• **GOAL OF THE EXERCISE**: Every line of the data is to be reproduced exactly.

# # #

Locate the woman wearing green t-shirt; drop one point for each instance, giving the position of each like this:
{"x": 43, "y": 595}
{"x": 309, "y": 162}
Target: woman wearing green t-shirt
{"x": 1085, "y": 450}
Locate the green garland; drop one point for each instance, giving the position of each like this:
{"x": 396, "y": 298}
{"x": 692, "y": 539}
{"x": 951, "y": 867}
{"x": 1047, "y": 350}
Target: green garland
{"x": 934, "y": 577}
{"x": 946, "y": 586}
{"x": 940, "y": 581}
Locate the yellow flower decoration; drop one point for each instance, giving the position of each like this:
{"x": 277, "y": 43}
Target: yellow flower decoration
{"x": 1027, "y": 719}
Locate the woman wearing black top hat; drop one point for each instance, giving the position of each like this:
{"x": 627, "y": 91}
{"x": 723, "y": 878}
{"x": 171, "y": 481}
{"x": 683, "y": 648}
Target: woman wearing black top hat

# # #

• **TASK RESPONSE**:
Locate the woman wearing green t-shirt; drop one point for each instance, giving the position of each like this:
{"x": 43, "y": 595}
{"x": 309, "y": 162}
Target: woman wearing green t-shirt
{"x": 1085, "y": 450}
Locate the green garland; drop one point for each instance, giving the position of each like this:
{"x": 396, "y": 298}
{"x": 692, "y": 539}
{"x": 951, "y": 867}
{"x": 1047, "y": 350}
Target: green garland
{"x": 934, "y": 577}
{"x": 946, "y": 586}
{"x": 940, "y": 581}
Locate the yellow flower decoration; drop one point for each instance, giving the position of each like this:
{"x": 277, "y": 43}
Target: yellow flower decoration
{"x": 1027, "y": 719}
Locate the woman wearing black top hat; drop one point for each instance, giving the position of each like this:
{"x": 627, "y": 91}
{"x": 723, "y": 878}
{"x": 171, "y": 481}
{"x": 683, "y": 648}
Target: woman wearing black top hat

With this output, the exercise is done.